Goal of the exercise: Copy exactly, and only, the lines from the line containing "# test: locate() drops one marker on the white window" through the last line of the records below, both included.

[Records from a data source]
--- Start ---
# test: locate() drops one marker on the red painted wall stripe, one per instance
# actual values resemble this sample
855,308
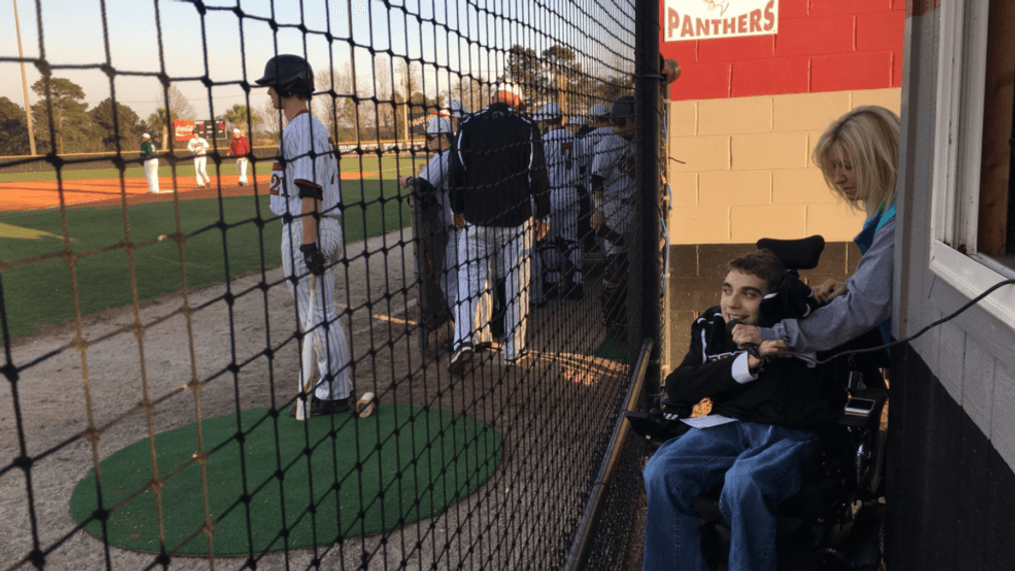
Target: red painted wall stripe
821,46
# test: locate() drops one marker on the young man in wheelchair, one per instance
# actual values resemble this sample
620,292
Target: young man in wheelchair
763,413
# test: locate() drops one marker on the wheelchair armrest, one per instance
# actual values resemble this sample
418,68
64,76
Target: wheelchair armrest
851,417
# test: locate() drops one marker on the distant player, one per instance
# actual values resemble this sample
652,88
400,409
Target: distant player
499,162
613,197
589,136
431,184
240,148
456,112
150,159
306,193
199,146
559,256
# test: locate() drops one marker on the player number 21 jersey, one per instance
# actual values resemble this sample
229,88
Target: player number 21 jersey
307,155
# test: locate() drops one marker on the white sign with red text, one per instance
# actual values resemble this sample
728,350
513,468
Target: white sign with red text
706,19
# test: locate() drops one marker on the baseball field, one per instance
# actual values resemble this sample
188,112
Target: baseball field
126,239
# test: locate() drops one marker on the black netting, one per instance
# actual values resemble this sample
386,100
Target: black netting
157,340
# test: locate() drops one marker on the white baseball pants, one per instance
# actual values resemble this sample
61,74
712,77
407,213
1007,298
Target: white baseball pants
564,212
151,173
449,285
242,165
334,358
201,170
508,251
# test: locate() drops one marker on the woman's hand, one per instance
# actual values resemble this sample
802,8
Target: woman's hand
766,348
829,290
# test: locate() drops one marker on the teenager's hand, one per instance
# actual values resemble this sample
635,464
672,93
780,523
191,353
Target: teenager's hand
829,290
541,229
746,334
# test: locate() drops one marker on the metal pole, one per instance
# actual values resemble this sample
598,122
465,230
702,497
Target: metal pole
647,79
24,82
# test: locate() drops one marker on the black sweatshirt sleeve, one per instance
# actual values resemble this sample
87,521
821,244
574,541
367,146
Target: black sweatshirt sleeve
698,376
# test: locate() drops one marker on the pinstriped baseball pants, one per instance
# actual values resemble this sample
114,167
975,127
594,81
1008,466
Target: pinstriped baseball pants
509,251
334,361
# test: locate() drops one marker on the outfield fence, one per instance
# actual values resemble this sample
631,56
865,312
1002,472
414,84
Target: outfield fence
158,434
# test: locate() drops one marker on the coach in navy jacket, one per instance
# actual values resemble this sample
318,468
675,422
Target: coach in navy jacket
498,180
500,165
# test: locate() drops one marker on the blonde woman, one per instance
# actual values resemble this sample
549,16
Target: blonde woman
859,156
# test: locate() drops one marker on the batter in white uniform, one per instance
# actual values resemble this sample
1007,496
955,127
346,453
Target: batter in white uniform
559,254
306,193
199,146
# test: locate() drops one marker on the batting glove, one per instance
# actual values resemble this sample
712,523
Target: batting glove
313,258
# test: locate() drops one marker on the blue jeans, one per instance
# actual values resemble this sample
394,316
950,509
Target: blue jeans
760,465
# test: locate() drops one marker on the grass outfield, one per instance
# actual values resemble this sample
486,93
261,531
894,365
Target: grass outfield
368,164
41,292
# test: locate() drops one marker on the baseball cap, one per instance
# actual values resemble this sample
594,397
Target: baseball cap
548,113
509,93
438,125
599,111
456,109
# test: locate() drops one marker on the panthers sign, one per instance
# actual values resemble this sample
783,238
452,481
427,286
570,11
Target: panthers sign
705,19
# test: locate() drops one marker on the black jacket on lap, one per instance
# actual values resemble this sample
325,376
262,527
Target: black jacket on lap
787,393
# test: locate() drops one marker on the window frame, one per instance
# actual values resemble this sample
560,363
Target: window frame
961,75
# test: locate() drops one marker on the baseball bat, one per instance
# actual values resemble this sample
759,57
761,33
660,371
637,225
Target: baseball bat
307,365
365,405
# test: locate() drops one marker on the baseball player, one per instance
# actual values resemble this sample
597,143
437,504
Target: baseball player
576,125
431,184
559,250
199,146
589,136
240,148
613,197
498,167
150,159
306,193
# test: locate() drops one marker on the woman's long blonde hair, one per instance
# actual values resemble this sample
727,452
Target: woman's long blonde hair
867,137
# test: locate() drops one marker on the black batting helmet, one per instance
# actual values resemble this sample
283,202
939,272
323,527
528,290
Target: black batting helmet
289,75
623,109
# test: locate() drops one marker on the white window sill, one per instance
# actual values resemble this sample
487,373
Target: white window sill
971,276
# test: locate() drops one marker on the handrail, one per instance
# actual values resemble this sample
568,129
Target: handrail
578,556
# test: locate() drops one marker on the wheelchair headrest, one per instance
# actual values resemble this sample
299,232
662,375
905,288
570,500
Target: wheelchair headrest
790,299
802,254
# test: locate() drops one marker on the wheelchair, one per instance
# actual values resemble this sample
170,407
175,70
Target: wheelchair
835,521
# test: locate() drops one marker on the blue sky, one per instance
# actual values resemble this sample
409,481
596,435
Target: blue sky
73,36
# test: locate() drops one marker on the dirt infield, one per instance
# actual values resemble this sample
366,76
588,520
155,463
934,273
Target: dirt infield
107,192
119,370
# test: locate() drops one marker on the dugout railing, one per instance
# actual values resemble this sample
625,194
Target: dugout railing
152,350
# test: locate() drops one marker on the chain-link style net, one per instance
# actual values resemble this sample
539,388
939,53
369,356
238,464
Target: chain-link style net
459,215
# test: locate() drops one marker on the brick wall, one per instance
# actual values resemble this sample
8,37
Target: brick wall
821,46
746,171
746,113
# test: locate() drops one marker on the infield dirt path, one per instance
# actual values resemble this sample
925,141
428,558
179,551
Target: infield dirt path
--- End ---
Task solution:
# test: locate() drops one marker on the white window sill, one per instance
# actual values resemble this sample
487,373
Target: white window sill
971,276
# test: locate() drops one marker on the handrail, one per instance
# actual values resemble this sample
568,129
Target: handrail
578,556
# test: locate() drops one marker on the wheelchair headrest, one per instance
# actual values resemble this sample
299,232
662,375
905,288
570,500
Target: wheelchair headrest
790,299
802,254
# test: locate() drops one marker on the wheelchair, one per instance
# actual values resemble this sample
170,407
175,70
Target: wheelchair
835,521
# test: locate() drops one marker on the blue sky, one per instance
# actual values resemble this sample
409,481
596,435
Target: blue sky
73,36
# test: locate() drops one marker on the dirt infield, one per instance
# actual values resemble this sample
366,76
588,520
155,463
934,273
Target: dirt infield
107,192
119,370
# test: locate() drops one marker on the dugout railing, one per instance
# actual values resemble this sample
625,194
Target: dugout railing
152,350
# test: locate() drops one marker on the chain-link style net, one per instance
# actual values resemble this sample
539,388
939,53
369,356
238,464
Target: chain-link style net
459,215
# test: locate() drops one marker on the brick wall, one per instance
# actual values resemble this sample
8,37
Target: brick wall
821,46
746,171
746,113
# test: locate() drops one marker on the infield dirt path, one per instance
# actual values resemble this sample
925,141
428,558
179,551
Target: infield dirt path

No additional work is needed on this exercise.